[LESETEXT]

Doch: „Eine Förderung mit Steuermitteln der Kommune erachten wir aktuell als noch nicht zielführend“, sagt Oxana Zapf, Sprecherin der Stadt Villingen-Schwenningen. Was von die Verwaltungsspitze aber als guter Denkansatz bewerte, sei die Verpackungssteuer, wie sie die Stadt Tübingen eingeführt hatte.

Die Sache mit der Verpackungssteuer

Dort ist der Verkauf von Speisen in Mehrwegverpackungen steuerfrei, für Einwegverpackungen muss eine Steuer bezahlt werden. Zwar hat der Verwaltungsgerichtshof Baden-Württemberg die Verpackungssteuersatzung für unwirksam erklärt. Laut Anja Degner-Baxmann, Sprecherin der Stadt Tübingen, gilt sie aber weiter, weil die Stadt Revision eingelegt hat.

[/LESETEXT]
[INHALT DES DATENSATZES]

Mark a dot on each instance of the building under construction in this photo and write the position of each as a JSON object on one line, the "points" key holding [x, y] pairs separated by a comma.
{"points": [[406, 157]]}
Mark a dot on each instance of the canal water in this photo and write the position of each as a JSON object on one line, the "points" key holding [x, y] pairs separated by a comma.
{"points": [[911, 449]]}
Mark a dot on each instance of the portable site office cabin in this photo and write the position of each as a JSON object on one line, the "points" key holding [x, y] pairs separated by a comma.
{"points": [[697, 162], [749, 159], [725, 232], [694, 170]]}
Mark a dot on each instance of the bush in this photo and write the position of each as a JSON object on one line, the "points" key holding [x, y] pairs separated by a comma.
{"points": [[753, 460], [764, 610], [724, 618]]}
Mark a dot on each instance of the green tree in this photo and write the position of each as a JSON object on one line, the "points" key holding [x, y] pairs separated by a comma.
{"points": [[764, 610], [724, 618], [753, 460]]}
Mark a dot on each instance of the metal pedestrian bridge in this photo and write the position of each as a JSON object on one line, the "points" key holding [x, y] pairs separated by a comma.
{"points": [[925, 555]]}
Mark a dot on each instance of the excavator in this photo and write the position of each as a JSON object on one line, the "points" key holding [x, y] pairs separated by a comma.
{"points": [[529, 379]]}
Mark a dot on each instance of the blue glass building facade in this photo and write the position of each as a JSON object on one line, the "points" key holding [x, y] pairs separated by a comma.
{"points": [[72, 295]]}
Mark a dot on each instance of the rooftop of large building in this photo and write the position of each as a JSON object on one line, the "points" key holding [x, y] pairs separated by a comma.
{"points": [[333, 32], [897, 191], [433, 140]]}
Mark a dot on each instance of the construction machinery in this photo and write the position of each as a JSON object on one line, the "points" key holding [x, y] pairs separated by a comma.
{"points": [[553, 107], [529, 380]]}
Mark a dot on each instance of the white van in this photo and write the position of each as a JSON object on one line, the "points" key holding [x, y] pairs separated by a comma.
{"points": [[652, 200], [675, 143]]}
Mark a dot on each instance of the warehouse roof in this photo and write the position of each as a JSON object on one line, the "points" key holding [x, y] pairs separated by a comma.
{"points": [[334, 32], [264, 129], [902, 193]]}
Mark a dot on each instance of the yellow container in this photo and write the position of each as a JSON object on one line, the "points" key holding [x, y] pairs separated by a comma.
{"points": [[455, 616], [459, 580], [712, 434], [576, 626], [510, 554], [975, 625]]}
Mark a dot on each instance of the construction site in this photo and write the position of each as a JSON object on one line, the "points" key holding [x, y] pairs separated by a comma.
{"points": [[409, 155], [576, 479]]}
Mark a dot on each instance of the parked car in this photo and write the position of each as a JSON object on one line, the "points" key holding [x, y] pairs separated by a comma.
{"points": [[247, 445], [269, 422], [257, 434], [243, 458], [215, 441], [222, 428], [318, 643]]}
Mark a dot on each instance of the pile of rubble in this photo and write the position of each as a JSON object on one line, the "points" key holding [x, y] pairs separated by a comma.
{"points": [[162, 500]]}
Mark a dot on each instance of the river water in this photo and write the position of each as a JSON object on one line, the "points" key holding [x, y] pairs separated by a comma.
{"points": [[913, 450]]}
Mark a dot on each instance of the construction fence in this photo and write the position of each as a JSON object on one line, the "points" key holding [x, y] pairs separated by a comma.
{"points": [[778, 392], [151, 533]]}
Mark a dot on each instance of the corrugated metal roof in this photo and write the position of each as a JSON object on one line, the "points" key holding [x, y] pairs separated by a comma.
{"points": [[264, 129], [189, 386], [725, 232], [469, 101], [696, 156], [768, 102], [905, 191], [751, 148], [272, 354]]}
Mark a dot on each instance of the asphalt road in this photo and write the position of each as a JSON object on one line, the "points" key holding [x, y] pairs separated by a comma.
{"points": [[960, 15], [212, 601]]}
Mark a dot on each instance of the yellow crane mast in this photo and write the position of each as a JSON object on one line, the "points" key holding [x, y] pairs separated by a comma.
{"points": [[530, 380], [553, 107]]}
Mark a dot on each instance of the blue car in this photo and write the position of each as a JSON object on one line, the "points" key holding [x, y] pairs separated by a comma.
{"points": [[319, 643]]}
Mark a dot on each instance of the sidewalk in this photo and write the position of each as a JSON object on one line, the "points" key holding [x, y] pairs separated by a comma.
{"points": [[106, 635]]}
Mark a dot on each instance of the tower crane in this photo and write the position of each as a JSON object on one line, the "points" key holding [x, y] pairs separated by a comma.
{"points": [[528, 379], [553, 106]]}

[/INHALT DES DATENSATZES]

## [AUFGABEN]
1 - Warum gilt laut dem Lesetext über die Verpackungssteuer die Tübinger Satzung trotz des Gerichtsurteils weiter? Antworte in ein bis drei Sätzen.
2 - Schreib den Teil des Lesetexts ab, der mit den Worten „Doch: „Eine Förderung“ beginnt, und hör nach „Tübingen eingeführt hatte.“ auf.

## [LÖSUNGEN]
1 - Die Satzung gilt weiter, weil die Stadt Tübingen Revision eingelegt hat. Der Verwaltungsgerichtshof Baden-Württemberg hatte sie zwar für unwirksam erklärt, doch laut Stadtsprecherin Anja Degner-Baxmann bleibt sie deshalb weiter gültig.

2 -
Doch: „Eine Förderung mit Steuermitteln der Kommune erachten wir aktuell als noch nicht zielführend“, sagt Oxana Zapf, Sprecherin der Stadt Villingen-Schwenningen. Was von die Verwaltungsspitze aber als guter Denkansatz bewerte, sei die Verpackungssteuer, wie sie die Stadt Tübingen eingeführt hatte.